## TASKS FOR THIS EXERCISE
a – In the dome camera review, about how wide a hole does the reviewer say to drill for a clean install?
b – Write the next part of the dome camera review, picking up after its final sentence.

## EXCERPTED TEXT
____

I reviewed the popular bullet version of this camera a few months ago and now I’m covering the IR mini dome version. Again with IR illuminators, WDR, Smart IR and digital noise reduction. They are small for an IR dome and work well in specific situations.
- 1/3” 3 Megapixel CMOS sensor
- H.264 dual-stream encoding
- 2-Axis (pan/tilt) adjustments
- 30fps @ 1080P (1920 x 1080) or 15fps @ 3MP (2048 x 1536)
- 2.8mm, 4mm, 6mm and 12mm fixed lens
- Day/Night IR Cut Filter
- IR LED advertised working distance 30m
- IP66 Rated Outdoor Dome
- Powered by PoE
- Smartphone apps available
Overall, this camera has good image quality, good low light performance, well-organized menus and very small. The IR illuminators are bright and have good coverage. As a twist, I tested both their 2.8mm for nice wide shots as well as their 12mm lens.
This is a typical dome with a pigtail with a power and Ethernet jack that comes out the back of the camera. To make the install clean, you’ll need to drill a whole about 1″ diameter to slip the jack inside. It comes with a weatherproof connector should you need it. In order to take advantage of it, you need to cut the Ethernet plug, slip the weatherproof connector through and then crimp on a new RJ45 plug. This may seem like extra work, but it provides the smallest weatherproof adapter I’ve seen, meaning a smaller hole.
Unlike the bullet, aiming this camera is not easy. First to note is that this is a 2-axis dome. This means the lens can only tilt up down and pan side to side. Since the lens can’t rotate, installs have to be perfectly horizontal like on ceiling. In theory, you can surface mount it on a wall, but you would lose the ability to pan because as you pan the image will tilt. Hikvision does make a 3-axis dome that I will cover soon in another article.
If you want to mount the camera on a wall, I would strongly suggest the wall mount made specifically for this camera and looks like this.
This is what the web interface looks like when you first log in. There’s options to take a snapshot, manually record, chose a stream and you can chose the aspect ratio which should be automatic, but it’s not. For example, if you chose 1080P, then you have to click on 16:9, if you chose 3MP mode, then click on 4:3. The default is sort of in between.
As with the bullet, the camera comes with a fixed IP address at 184.108.40.206. They include a program on a CD called SADP that you run, finds the cameras and you can change the IP address to one that’s appropriate for your home network.
I’ll go over some of the setup screens of interest. After setting the IP address in SADP, you can change it again under Network, but since that’s done, the next step may be configuring the ports if you want to access the cameras from the internet. What I like to do is make them sequential, for example, I would make the HTTP port 5000, RTSP port 5001, HTTPS port 5002 and SDK port 5003 and then in my router I would setup port forward range from 5000-5003. Makes it easier to track which ports go with which camera.

____

Point labeling examples:
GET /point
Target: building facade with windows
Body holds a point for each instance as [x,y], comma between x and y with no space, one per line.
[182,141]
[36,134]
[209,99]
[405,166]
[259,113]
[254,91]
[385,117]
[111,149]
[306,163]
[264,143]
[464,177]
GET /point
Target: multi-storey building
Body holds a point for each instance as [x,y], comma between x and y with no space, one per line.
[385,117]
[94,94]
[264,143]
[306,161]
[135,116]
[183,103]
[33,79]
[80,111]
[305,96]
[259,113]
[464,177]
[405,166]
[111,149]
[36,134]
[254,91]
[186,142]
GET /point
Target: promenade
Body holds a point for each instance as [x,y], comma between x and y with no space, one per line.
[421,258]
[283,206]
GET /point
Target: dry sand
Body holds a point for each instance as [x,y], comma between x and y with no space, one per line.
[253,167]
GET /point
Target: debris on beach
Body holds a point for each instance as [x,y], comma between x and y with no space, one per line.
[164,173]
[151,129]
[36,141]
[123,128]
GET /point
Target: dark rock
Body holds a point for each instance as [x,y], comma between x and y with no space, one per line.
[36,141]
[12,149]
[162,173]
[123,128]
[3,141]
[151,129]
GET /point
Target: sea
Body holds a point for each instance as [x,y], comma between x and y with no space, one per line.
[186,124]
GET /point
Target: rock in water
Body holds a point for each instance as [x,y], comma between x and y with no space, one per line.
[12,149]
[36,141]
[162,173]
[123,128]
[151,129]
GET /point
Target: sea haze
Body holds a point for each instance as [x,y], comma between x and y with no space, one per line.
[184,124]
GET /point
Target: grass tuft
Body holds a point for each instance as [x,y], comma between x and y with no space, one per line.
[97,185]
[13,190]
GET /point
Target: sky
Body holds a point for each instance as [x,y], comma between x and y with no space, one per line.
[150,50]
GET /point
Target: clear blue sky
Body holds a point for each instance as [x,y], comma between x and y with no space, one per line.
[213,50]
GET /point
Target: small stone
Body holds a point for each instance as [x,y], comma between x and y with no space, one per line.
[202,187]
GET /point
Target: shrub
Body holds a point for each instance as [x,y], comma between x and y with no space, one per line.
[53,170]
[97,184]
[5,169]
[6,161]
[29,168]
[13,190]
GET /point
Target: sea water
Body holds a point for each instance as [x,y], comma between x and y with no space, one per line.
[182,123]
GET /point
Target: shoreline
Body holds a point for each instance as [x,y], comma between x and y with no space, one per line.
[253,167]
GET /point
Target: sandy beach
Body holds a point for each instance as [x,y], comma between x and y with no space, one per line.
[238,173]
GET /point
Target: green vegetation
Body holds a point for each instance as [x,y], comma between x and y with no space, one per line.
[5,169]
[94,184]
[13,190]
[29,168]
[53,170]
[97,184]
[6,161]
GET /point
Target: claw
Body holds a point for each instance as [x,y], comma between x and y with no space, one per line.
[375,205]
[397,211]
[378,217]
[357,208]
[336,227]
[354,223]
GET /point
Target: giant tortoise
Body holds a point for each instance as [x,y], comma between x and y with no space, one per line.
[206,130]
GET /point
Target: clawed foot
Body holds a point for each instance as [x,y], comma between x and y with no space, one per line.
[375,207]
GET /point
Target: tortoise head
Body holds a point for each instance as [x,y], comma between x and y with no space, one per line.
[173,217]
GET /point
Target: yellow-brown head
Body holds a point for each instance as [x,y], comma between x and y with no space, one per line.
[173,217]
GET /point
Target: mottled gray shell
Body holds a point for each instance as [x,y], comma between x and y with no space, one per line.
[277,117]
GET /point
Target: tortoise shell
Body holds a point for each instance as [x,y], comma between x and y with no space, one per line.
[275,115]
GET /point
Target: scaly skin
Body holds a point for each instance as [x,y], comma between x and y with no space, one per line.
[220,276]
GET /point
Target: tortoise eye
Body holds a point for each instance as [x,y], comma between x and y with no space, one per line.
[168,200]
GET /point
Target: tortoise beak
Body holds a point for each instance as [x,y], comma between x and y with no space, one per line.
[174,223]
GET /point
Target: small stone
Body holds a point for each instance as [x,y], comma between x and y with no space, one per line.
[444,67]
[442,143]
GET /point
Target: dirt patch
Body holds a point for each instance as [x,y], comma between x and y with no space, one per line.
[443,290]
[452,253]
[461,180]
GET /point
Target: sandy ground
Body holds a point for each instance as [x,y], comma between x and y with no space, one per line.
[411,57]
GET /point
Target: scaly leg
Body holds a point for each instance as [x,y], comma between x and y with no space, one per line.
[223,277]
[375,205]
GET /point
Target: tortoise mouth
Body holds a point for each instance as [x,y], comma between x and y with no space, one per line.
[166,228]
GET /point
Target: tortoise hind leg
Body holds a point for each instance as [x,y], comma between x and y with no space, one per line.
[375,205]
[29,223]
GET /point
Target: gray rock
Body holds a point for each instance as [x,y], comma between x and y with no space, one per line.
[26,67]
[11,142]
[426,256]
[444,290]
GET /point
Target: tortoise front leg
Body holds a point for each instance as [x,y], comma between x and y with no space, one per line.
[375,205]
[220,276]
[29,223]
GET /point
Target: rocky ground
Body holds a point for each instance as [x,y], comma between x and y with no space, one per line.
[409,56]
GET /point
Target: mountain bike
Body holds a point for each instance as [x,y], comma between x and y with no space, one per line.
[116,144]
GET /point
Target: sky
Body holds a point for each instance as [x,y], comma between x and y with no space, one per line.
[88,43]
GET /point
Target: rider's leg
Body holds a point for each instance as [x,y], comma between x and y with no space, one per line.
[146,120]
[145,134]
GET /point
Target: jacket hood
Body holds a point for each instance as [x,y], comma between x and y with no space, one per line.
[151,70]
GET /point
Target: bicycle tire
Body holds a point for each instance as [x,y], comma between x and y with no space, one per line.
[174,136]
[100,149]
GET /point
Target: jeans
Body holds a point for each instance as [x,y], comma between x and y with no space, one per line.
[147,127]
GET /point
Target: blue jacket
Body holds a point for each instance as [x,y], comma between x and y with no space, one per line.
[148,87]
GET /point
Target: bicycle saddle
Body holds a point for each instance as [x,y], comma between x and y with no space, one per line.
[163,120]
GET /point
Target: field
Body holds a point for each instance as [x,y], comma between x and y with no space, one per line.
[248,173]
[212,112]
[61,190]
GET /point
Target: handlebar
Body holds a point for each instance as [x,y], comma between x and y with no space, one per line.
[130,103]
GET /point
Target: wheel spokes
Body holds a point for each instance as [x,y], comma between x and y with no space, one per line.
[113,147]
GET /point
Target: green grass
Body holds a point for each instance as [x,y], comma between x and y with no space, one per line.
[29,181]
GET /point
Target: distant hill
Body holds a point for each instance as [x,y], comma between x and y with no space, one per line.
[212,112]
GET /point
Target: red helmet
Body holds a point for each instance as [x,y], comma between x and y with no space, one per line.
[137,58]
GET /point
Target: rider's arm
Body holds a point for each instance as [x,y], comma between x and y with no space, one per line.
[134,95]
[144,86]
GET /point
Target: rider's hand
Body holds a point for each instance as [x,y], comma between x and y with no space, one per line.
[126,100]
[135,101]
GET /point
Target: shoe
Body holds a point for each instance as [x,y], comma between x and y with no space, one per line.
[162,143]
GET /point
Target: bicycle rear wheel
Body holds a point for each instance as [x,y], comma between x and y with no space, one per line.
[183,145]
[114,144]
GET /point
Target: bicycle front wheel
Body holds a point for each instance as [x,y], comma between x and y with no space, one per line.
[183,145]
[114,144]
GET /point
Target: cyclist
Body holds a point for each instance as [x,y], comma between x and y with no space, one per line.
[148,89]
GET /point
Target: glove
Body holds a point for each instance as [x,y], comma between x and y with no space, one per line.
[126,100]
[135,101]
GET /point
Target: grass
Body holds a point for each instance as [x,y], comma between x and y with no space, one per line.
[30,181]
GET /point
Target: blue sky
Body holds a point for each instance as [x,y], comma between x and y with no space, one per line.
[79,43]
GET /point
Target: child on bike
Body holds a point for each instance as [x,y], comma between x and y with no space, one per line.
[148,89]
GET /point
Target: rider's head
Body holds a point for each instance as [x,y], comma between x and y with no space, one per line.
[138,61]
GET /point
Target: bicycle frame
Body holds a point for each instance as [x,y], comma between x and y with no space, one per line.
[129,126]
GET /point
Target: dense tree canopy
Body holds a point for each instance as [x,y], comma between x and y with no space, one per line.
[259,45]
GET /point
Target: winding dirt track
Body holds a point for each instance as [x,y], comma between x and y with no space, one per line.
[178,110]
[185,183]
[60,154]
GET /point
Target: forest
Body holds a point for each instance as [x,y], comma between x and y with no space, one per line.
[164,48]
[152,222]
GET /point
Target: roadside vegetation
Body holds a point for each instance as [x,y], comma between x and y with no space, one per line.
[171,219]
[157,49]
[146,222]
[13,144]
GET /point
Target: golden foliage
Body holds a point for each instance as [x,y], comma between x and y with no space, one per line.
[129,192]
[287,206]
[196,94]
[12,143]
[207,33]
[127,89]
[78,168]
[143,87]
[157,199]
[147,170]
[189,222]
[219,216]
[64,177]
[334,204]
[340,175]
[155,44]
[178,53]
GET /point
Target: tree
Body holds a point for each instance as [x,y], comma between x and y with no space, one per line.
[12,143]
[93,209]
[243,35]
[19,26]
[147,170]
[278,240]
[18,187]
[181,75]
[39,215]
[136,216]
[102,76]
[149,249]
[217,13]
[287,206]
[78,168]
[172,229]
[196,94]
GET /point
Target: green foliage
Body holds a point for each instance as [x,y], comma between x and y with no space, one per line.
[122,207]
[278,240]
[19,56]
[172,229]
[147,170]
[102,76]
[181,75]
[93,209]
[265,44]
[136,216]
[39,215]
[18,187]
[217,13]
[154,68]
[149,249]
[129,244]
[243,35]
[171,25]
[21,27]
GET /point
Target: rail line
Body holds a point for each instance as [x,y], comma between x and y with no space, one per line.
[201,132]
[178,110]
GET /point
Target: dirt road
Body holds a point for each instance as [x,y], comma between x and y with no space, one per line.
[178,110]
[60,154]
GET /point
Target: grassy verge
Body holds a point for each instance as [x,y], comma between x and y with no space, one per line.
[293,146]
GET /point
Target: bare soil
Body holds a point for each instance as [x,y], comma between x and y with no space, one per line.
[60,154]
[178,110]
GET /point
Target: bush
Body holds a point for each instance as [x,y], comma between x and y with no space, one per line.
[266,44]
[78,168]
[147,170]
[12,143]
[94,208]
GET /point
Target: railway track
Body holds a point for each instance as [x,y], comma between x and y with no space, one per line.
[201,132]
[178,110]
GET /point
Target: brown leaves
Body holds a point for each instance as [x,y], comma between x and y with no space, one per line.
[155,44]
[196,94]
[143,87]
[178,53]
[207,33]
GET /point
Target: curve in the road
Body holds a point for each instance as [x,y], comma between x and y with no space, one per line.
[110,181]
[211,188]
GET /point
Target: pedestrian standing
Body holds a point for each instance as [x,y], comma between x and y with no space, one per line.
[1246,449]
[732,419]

____

## OUTPUTS FOR THE TASKS
a – About 1 inch in diameter.

b –
The next screen you’ll want to visit is the Video/Audio settings. Please do not get confused, even though there’s an option for audio, there’s no audio capabilities in this model. But most importantly, this is where you set the resolution, frame rate, bit rate and such. I’m a big fan of the 4:3 format so I run it in 3MP mode, but the camera runs very well in 1080P which is in the 16:9 format. If you have a version from another country, Europe, Asia, you may see frame rates max at 25 for 1080P or 12 for 3MP, this is easy to fix by changing the “video standard” option in the screen I’m showing after this one to 60hz for U.S. standards, 50hz for others.
Here’s the Image settings where you can tweak the image contrast, sharpness and such as well as set noise reduction, WDR options, white balance, exposure settings. One bit of advice is WDR is not free. The price you pay at night is more noise. The higher you make this number, the more noise you’ll see at night. I set this to about 6-10% and that’s a good balance for me. I would suggest not going over 20%. Also, I would recommend you set noise reduction to 100% as it works very well at that level.
Events is where you set in-camera motion detection. The reason for this is if you have NVR software, for example Milestone XProtect that leverages in-camera motion detection or if you want to use the NFS method I mentioned in a previous article.
You click the draw area button to draw the area you want to detect motion detection in. It can be multiple sets of boxes, in my example, I just drew one large box. You have to select trigger channel to enable it and set the arming schedule by clicking Edit to change it.
If you do want to use the write to NAS (NFS) feature, you provide the IP address and directory under the NAS tab and then format the space under Storage Management screen shown below. This has worked well for me but some have had issues. Word is that the next major firmware release, 5.1 will make it more stable for different NFS solutions.
After setting events and storage you think it should all work, but one more step. You have to setup the recording schedule to “Motion Detection” if you want it based on that, or Normal if you want 24/7 recording regardless of motion. There are choices for Alarm, but this model does not come equipped with alarm inputs.
Now onto the images. I mounted the camera with the 2.8mm wide angle lens in the usual spot, under the eave of my garage. As before, you can click on the image to see the full size, 3 megapixel image straight from the camera. Also as before, I set the max exposure time to 1/30th which is a good compromise between low light performance and movement.
This is a day shot, color balance is quite good and it’s a clear and sharp image.
I put the 12mm version in my backyard for a different mix of colors and contrast and also test out WDR. This shot has WDR turned off.
This is with WDR set to 20% and you can see more details in the shadows.
At night, the 2.8mm camera did pretty well with existing light from the street lamp across the street and two LED bulbs in porch lights at the front of my garage. These are Cree 60W equivalent bulbs I got at Home Depot that work very well, cost around $12 each. Putting this in B&W did not yield a better image, so I left it in “day” mode. I have videos below that demonstrate both color and B&W mode better than a still picture.
In the backyard, where light is scarce you can see the effect of the IR illuminator in dark scene. The 12mm camera does have a good range to match it’s 12mm lens. This image is taken with WDR turned off.
With WDR set to 20% again, you can see more detail in the shadows at the expense of more noise.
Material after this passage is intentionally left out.